**TEXTAUSZUG**:
========================================================================
Da dieses eine Musiksendung ist, fangen wir mit der Musik an. Sie hatte gestern sogar das Privileg, auf der ersten Seite zu stehen: Lenny war's zu verdanken, der so unerwartet starb. Aber die taz meint, schuld war Tante Klara. Die habe nämlich ihr Klavier bei der Verwandtschaft untergestellt, und Lenny begann zu spielen. Zu viel? „Immer wollte er alles ein bißchen zuviel“, so im Text neben dem Bild des dirigierenden späten Bernstein, „und dafür liebten wir ihn.“ Über Lennys Liebesleben ist dann im Hauptartikel zu lesen: „Er konnte nie genug kriegen. Er trank, liebte die Frauen — und man sagt auch die Männer — und rauchte 100 Zigaretten am Tag.“ Das alles findet sich in der Rubrik „Internationales“. Avancierte Kultur könnte man das vielleicht nennen. [...]

Die taz berichtete gestern auch, wie Beethoven taub geworden ist. Nicht durch Syphilis oder durch übermäßigen Alkoholkonsum, sondern durch Rheuma, immerhin durch ein seltenes Rheumaleiden. Der Amateurcellist und Rheumatologe Tom Palfermann hat das durch zehnjährige Beschäftigung mit den Briefen Beethovens herausgefunden.

Zur Politik. Die taz hat einen neuen Begriff für die Politik in Brandenburg gefunden: Ampelkoalition „Rot-Gelb-Grün“. Das gibt einen doppelten Punkt für Phantasieleistung. Zwei Seiten weiter ein erhellendes Interview mit einem Vertreter der Deutschen Biertrinker Union, die in Brandenburg nicht einmal die Promillegrenze erreicht hat, die sie fürs Autofahren für zulässig und angemessen hält. „Zum Beispiel“, so der Vertreter „fordern wir eine Verbesserung der Gaststättenkultur, die Aufhebung der Polizeistunde, subventionierte Bierpreise und die 0,6-Promille-Grenze für Autofahrer. Ein Programm, das aufs Bier gerichtet ist.“ Und später: „Es geht uns nicht mehr ums Bier, sondern um Besseres. Wir wollen kein hemmungsloses Saufen.“ Immerhin: 3,4 Promille holten sie in Brandenburg. In Thüringen hat die taz die zweitstärkste Partei ausgemacht, auch das steht woanders nicht. Es waren die Nichtwähler, mit 30 Prozent. Das gibt wieder einen Punkt.
========================================================================
**KURZE ÜBUNG A**: Welchen Stimmenanteil hatten die Nichtwähler in Thüringen laut dem Textauszug?
Die folgenden Zeilen stehen in keinem Zusammenhang mit dem Textauszug.

**ZU VERARBEITENDE DATEN**:
========================================================================
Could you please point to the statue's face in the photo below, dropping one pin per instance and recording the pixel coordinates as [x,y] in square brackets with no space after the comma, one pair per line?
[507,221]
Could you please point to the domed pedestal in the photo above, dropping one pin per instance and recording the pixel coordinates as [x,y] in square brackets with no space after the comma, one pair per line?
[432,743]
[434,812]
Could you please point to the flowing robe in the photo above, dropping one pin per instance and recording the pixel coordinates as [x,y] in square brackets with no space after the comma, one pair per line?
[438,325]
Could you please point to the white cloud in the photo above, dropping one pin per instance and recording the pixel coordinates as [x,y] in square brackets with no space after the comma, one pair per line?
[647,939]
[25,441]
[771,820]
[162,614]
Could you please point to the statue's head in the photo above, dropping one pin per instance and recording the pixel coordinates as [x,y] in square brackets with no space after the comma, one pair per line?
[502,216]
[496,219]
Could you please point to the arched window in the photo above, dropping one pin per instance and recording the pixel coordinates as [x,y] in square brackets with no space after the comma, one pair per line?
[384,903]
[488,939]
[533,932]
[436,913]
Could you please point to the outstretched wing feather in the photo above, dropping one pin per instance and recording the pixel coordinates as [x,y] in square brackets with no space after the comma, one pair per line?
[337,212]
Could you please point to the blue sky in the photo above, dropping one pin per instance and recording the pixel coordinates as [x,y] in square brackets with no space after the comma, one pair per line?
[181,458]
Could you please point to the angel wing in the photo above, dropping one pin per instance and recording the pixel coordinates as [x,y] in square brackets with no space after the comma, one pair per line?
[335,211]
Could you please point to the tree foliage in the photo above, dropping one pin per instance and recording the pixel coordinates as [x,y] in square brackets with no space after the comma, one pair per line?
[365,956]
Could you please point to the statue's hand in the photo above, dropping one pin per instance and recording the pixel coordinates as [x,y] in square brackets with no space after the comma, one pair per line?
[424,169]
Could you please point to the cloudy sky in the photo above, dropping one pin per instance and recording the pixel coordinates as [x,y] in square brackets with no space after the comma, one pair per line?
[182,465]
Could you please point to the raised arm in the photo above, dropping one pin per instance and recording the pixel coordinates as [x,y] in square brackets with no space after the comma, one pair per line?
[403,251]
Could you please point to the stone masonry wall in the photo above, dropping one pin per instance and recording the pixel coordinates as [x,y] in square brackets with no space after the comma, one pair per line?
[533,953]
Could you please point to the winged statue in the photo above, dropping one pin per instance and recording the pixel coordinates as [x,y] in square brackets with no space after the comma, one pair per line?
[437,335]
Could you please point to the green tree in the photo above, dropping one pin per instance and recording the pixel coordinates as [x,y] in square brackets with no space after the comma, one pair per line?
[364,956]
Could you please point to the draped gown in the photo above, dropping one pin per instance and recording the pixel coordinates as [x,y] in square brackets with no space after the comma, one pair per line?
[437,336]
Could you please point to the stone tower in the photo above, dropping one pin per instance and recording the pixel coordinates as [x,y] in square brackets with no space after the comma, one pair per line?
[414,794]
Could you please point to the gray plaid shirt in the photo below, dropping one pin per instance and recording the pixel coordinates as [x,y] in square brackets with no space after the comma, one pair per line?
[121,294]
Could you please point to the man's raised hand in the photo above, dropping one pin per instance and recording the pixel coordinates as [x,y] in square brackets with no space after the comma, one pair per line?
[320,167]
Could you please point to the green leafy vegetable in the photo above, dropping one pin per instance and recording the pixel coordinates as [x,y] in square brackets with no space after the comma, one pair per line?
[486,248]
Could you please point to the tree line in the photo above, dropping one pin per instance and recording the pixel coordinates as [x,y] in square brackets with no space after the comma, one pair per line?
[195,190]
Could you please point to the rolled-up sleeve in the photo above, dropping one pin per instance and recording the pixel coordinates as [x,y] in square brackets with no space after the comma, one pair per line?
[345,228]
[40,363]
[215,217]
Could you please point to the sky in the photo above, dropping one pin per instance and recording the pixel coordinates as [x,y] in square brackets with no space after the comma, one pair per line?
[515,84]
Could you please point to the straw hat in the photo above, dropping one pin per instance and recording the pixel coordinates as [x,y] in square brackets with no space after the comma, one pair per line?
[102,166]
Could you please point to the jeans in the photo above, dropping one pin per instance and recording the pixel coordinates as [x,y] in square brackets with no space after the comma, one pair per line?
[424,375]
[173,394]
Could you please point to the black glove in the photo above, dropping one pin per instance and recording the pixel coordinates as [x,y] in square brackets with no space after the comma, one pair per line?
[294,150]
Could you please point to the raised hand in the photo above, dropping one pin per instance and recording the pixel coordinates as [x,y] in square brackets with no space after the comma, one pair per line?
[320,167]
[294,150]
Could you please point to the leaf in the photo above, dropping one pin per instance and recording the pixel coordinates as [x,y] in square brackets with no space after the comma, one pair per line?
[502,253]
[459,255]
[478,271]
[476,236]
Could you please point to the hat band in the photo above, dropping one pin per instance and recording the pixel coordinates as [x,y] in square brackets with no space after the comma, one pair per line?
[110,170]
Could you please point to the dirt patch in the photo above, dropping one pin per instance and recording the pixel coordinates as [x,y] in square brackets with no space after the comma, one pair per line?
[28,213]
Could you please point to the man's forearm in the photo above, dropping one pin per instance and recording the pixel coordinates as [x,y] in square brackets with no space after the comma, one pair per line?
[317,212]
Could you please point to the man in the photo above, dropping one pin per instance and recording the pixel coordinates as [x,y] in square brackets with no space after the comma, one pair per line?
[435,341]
========================================================================
**KURZE ÜBUNG B**: Verschiebe in den zu verarbeitenden Daten alle Koordinaten um 67, indem du jede Zahl darin um 67 erhöhst. Gib dann die Zeilen von der Zeile mit „Could you please point to the black“ bis einschließlich der letzten Zeile vollständig und ansonsten unverändert wieder.

**VOLLSTÄNDIGE AUSGABE A**: 30 Prozent.

**VOLLSTÄNDIGE AUSGABE B**:
Could you please point to the black glove in the photo above, dropping one pin per instance and recording the pixel coordinates as [x,y] in square brackets with no space after the comma, one pair per line?
[361,217]
Could you please point to the raised hand in the photo above, dropping one pin per instance and recording the pixel coordinates as [x,y] in square brackets with no space after the comma, one pair per line?
[387,234]
[361,217]
Could you please point to the leaf in the photo above, dropping one pin per instance and recording the pixel coordinates as [x,y] in square brackets with no space after the comma, one pair per line?
[569,320]
[526,322]
[545,338]
[543,303]
Could you please point to the hat band in the photo above, dropping one pin per instance and recording the pixel coordinates as [x,y] in square brackets with no space after the comma, one pair per line?
[177,237]
Could you please point to the dirt patch in the photo above, dropping one pin per instance and recording the pixel coordinates as [x,y] in square brackets with no space after the comma, one pair per line?
[95,280]
Could you please point to the man's forearm in the photo above, dropping one pin per instance and recording the pixel coordinates as [x,y] in square brackets with no space after the comma, one pair per line?
[384,279]
Could you please point to the man in the photo above, dropping one pin per instance and recording the pixel coordinates as [x,y] in square brackets with no space after the comma, one pair per line?
[502,408]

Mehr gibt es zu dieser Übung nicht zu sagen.